>>>

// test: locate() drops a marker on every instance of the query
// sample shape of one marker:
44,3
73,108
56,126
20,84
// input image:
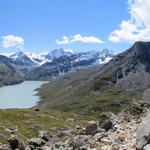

<<<

▶ _YOUR INSTRUCTIONS_: Produce an exact copy of the records above, leaving out the pictures.

▶ _TASK SOLUTION_:
// test: locate() drops a marker on every instance of the query
// sample shape of one marker:
44,3
73,108
56,126
20,84
// input image:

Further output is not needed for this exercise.